* **WRITTEN PROBLEM**: Copy each of the records below line for line, without changing a single character.

* **SUPPLIED MATERIAL**:
━━━━━━━━

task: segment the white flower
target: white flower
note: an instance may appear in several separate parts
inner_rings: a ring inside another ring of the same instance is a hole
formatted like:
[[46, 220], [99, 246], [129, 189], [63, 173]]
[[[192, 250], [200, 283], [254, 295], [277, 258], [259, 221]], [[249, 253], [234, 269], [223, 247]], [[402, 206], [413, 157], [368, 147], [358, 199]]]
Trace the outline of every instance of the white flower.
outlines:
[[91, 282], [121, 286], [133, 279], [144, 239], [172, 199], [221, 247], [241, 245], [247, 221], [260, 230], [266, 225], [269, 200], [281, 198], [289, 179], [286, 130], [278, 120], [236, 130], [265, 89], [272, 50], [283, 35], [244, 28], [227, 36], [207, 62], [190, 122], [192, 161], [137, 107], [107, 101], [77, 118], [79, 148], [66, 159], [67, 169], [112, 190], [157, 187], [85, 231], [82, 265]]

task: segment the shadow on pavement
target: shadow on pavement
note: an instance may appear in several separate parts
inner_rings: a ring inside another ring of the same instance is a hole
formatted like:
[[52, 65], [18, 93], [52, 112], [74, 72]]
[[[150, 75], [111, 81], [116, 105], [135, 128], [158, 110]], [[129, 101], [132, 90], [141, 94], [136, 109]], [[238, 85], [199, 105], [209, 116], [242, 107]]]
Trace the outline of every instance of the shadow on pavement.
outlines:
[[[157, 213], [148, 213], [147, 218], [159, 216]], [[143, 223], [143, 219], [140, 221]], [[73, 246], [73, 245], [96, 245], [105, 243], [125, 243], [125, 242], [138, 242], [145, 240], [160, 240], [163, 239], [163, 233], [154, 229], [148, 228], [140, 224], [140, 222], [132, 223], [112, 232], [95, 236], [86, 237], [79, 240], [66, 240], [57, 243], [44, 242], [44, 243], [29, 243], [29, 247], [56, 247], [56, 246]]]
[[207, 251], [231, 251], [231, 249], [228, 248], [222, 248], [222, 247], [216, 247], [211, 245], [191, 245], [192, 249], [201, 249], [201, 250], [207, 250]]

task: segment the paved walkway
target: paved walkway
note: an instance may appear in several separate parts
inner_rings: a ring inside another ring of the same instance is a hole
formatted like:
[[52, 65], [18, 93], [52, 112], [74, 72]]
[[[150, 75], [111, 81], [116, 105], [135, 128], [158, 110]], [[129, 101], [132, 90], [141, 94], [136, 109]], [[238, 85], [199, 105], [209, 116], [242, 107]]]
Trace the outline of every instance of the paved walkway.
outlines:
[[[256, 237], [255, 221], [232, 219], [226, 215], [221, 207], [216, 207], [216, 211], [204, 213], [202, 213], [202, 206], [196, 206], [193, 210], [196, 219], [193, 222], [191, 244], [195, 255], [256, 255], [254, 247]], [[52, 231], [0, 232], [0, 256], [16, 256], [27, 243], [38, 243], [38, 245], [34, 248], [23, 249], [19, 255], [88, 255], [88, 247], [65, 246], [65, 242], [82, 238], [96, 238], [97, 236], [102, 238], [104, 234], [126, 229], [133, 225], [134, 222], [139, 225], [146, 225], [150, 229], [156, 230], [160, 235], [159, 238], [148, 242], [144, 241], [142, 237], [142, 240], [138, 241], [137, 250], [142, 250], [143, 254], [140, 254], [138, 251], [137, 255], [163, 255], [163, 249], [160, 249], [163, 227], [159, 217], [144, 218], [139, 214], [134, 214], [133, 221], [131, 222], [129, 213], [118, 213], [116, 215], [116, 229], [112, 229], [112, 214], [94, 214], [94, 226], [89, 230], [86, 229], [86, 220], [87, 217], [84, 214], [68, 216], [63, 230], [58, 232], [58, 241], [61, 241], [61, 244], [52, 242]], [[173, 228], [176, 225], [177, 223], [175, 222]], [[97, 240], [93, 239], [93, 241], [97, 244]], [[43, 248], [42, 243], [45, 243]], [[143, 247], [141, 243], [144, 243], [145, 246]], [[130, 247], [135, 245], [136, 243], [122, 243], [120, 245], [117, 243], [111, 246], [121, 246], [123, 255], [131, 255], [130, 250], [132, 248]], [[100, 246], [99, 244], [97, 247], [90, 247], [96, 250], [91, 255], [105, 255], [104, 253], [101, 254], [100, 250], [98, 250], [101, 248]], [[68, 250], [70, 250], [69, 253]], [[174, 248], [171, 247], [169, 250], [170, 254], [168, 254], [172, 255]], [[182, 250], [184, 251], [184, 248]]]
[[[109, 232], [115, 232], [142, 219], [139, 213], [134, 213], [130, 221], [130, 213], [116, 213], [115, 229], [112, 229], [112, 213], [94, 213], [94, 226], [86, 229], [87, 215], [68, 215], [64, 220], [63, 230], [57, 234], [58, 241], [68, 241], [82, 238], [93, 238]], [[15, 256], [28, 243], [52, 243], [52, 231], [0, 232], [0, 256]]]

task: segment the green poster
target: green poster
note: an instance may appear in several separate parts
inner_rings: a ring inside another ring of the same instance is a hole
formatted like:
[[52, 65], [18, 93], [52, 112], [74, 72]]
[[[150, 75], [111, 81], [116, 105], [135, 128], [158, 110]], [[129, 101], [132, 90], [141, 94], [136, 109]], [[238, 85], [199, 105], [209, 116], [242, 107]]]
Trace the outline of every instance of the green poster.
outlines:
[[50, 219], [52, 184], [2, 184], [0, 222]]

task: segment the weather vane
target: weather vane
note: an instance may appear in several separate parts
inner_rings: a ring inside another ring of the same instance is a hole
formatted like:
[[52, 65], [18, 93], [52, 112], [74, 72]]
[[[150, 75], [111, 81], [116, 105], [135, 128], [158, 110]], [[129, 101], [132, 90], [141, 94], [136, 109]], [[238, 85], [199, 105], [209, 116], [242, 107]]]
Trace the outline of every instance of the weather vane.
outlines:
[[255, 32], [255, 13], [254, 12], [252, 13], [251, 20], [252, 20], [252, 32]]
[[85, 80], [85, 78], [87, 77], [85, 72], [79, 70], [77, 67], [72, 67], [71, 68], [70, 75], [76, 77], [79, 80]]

━━━━━━━━

* **WRITTEN REPLY**:
task: segment the white flower
target: white flower
note: an instance may appear in several separate parts
inner_rings: a ring inside another ring of the same instance is a hole
formatted like:
[[46, 220], [99, 246], [129, 189], [63, 173]]
[[[192, 250], [200, 283], [254, 295], [277, 258], [259, 221]], [[249, 253], [234, 269], [223, 247]], [[402, 206], [413, 157], [368, 147], [358, 199]]]
Trace the outline of every instance of the white flower.
outlines:
[[91, 282], [121, 286], [133, 279], [144, 239], [172, 199], [221, 247], [241, 245], [247, 221], [260, 230], [266, 225], [269, 200], [281, 198], [289, 179], [286, 130], [278, 120], [236, 130], [265, 89], [272, 50], [283, 35], [244, 28], [227, 36], [207, 62], [190, 122], [192, 161], [137, 107], [107, 101], [77, 118], [79, 148], [66, 159], [67, 169], [112, 190], [157, 187], [85, 231], [82, 265]]

task: segment the shadow on pavement
target: shadow on pavement
note: an instance may appear in several separate parts
inner_rings: a ring inside another ring of the same instance is a hole
formatted like:
[[52, 65], [18, 93], [52, 112], [74, 72]]
[[[150, 75], [111, 81], [116, 105], [135, 128], [158, 110]], [[129, 101], [132, 90], [141, 94], [136, 109]], [[238, 85], [199, 105], [209, 116], [242, 107]]]
Trace the outline of every instance of the shadow on pavement.
outlines:
[[[157, 213], [148, 213], [147, 218], [159, 216]], [[143, 223], [143, 219], [140, 221]], [[73, 246], [73, 245], [96, 245], [105, 243], [125, 243], [125, 242], [138, 242], [145, 240], [160, 240], [163, 239], [163, 233], [154, 229], [148, 228], [140, 224], [140, 222], [132, 223], [112, 232], [95, 236], [86, 237], [79, 240], [66, 240], [57, 243], [44, 242], [44, 243], [29, 243], [29, 247], [56, 247], [56, 246]]]
[[207, 251], [231, 251], [231, 249], [228, 248], [222, 248], [222, 247], [216, 247], [211, 245], [191, 245], [192, 249], [201, 249], [201, 250], [207, 250]]

task: segment the paved walkway
target: paved walkway
note: an instance may appear in several separate parts
inner_rings: a ring inside another ring of the same instance is a hole
formatted like:
[[52, 65], [18, 93], [52, 112], [74, 72]]
[[[150, 75], [111, 81], [116, 105], [135, 128], [158, 110]], [[129, 101], [132, 90], [141, 94], [136, 109]], [[238, 85], [199, 105], [209, 116], [242, 107]]]
Trace the outline of every instance of the paved walkway.
outlines:
[[[256, 237], [255, 221], [232, 219], [226, 215], [221, 207], [216, 207], [216, 211], [204, 213], [202, 213], [202, 206], [196, 206], [193, 210], [196, 219], [193, 222], [191, 244], [195, 255], [256, 255], [254, 247]], [[52, 231], [0, 232], [0, 256], [16, 256], [27, 243], [38, 243], [38, 245], [34, 248], [23, 249], [19, 255], [88, 255], [88, 247], [65, 246], [65, 242], [82, 238], [96, 238], [97, 236], [102, 238], [104, 234], [126, 229], [133, 225], [134, 222], [139, 225], [146, 225], [150, 229], [156, 230], [160, 235], [159, 238], [148, 242], [144, 241], [142, 237], [142, 240], [138, 241], [137, 250], [142, 250], [143, 254], [140, 254], [138, 251], [137, 255], [163, 255], [163, 249], [160, 249], [163, 227], [159, 217], [144, 218], [139, 214], [134, 214], [133, 221], [131, 222], [129, 213], [118, 213], [116, 215], [116, 229], [112, 229], [112, 214], [94, 214], [94, 226], [89, 230], [86, 229], [86, 220], [87, 217], [84, 214], [68, 216], [63, 230], [58, 232], [58, 241], [61, 241], [61, 244], [52, 242]], [[173, 228], [176, 225], [177, 223], [175, 222]], [[97, 240], [93, 239], [93, 241], [97, 244]], [[43, 248], [42, 243], [45, 243]], [[143, 247], [141, 243], [144, 243], [145, 246]], [[130, 247], [135, 245], [136, 243], [122, 243], [120, 245], [117, 243], [111, 246], [121, 246], [123, 255], [131, 255], [130, 250], [132, 248]], [[100, 246], [99, 244], [97, 247], [90, 247], [96, 250], [91, 255], [105, 255], [104, 253], [101, 254], [100, 250], [98, 250], [101, 248]], [[68, 250], [70, 250], [69, 253]], [[174, 248], [171, 247], [169, 250], [170, 254], [168, 254], [172, 255]], [[182, 250], [184, 251], [184, 248]]]
[[[109, 232], [115, 232], [142, 219], [139, 213], [134, 213], [130, 221], [130, 213], [116, 213], [115, 229], [112, 229], [112, 213], [94, 213], [94, 226], [86, 229], [87, 215], [68, 215], [64, 220], [63, 230], [57, 234], [58, 241], [68, 241], [82, 238], [93, 238]], [[15, 256], [28, 243], [52, 243], [52, 231], [0, 232], [0, 256]]]

task: segment the green poster
target: green poster
note: an instance may appear in several separate parts
inner_rings: a ring inside another ring of the same instance is a hole
formatted like:
[[52, 65], [18, 93], [52, 112], [74, 72]]
[[[150, 75], [111, 81], [116, 105], [135, 128], [158, 110]], [[129, 101], [132, 90], [141, 94], [136, 109]], [[238, 85], [199, 105], [209, 116], [242, 107]]]
Trace the outline of every instance of the green poster.
outlines:
[[50, 219], [52, 184], [2, 184], [0, 222]]

task: segment the weather vane
target: weather vane
note: an instance may appear in several separate parts
inner_rings: a ring inside another ring of the same instance is a hole
formatted like:
[[52, 65], [18, 93], [52, 112], [74, 72]]
[[[150, 75], [111, 81], [116, 105], [135, 128], [158, 110]], [[129, 101], [132, 90], [141, 94], [136, 109]], [[238, 85], [199, 105], [209, 116], [242, 107]]]
Trace the outline of every instance of the weather vane.
outlines:
[[255, 32], [255, 13], [254, 12], [252, 13], [251, 20], [252, 20], [252, 32]]
[[85, 80], [85, 78], [87, 77], [85, 72], [79, 70], [77, 67], [72, 67], [71, 68], [70, 75], [76, 77], [79, 80]]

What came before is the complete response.